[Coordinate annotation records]

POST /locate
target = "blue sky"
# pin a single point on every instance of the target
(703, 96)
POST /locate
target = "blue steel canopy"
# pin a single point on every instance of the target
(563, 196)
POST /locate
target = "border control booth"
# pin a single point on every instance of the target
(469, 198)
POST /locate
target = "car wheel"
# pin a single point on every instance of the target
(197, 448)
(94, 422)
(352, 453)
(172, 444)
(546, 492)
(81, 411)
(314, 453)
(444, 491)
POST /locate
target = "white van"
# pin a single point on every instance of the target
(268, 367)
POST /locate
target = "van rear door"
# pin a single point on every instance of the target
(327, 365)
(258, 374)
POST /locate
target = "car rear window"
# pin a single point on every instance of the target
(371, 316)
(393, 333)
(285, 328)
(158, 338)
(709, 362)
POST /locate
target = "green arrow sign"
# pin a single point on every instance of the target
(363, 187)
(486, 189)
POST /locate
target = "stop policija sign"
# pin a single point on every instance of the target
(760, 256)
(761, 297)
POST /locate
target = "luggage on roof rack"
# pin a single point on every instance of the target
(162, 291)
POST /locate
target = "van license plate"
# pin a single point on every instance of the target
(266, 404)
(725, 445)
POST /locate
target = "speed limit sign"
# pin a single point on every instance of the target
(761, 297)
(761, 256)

Stated problem: Repeat every line of the data, exactly and in full.

Complete answer:
POST /locate
target = "blue sky"
# pin a single point on every instance of the target
(703, 96)
POST /locate
target = "blue steel canopy"
# pin a single point on every instance of the target
(563, 196)
POST /locate
target = "border control booth"
# pin a single point on every instance of the target
(469, 198)
POST /locate
target = "car wheel"
# pin a single point on every instance of the target
(197, 448)
(94, 422)
(352, 453)
(172, 444)
(546, 492)
(81, 411)
(314, 453)
(444, 491)
POST /locate
target = "white van"
# pin a single point on every instance of the target
(268, 367)
POST /locate
target = "van rear door"
# pin a single point on every instance of the target
(327, 365)
(258, 374)
POST /locate
target = "car rear window"
# pin a single point on every instance of the target
(371, 316)
(393, 333)
(285, 328)
(158, 338)
(709, 362)
POST /locate
target = "green arrow sign"
# pin a single point on every instance of the target
(363, 187)
(486, 189)
POST /locate
target = "stop policija sign"
# pin a single point on every instance of the target
(760, 256)
(761, 297)
POST /locate
target = "luggage on roof rack"
# pin a single point on every instance of the target
(162, 291)
POST /locate
target = "van license plate"
# pin a single point on every instance of the target
(266, 404)
(725, 445)
POST /locate
target = "speed limit sign"
# pin a single point on every instance of the target
(761, 297)
(761, 256)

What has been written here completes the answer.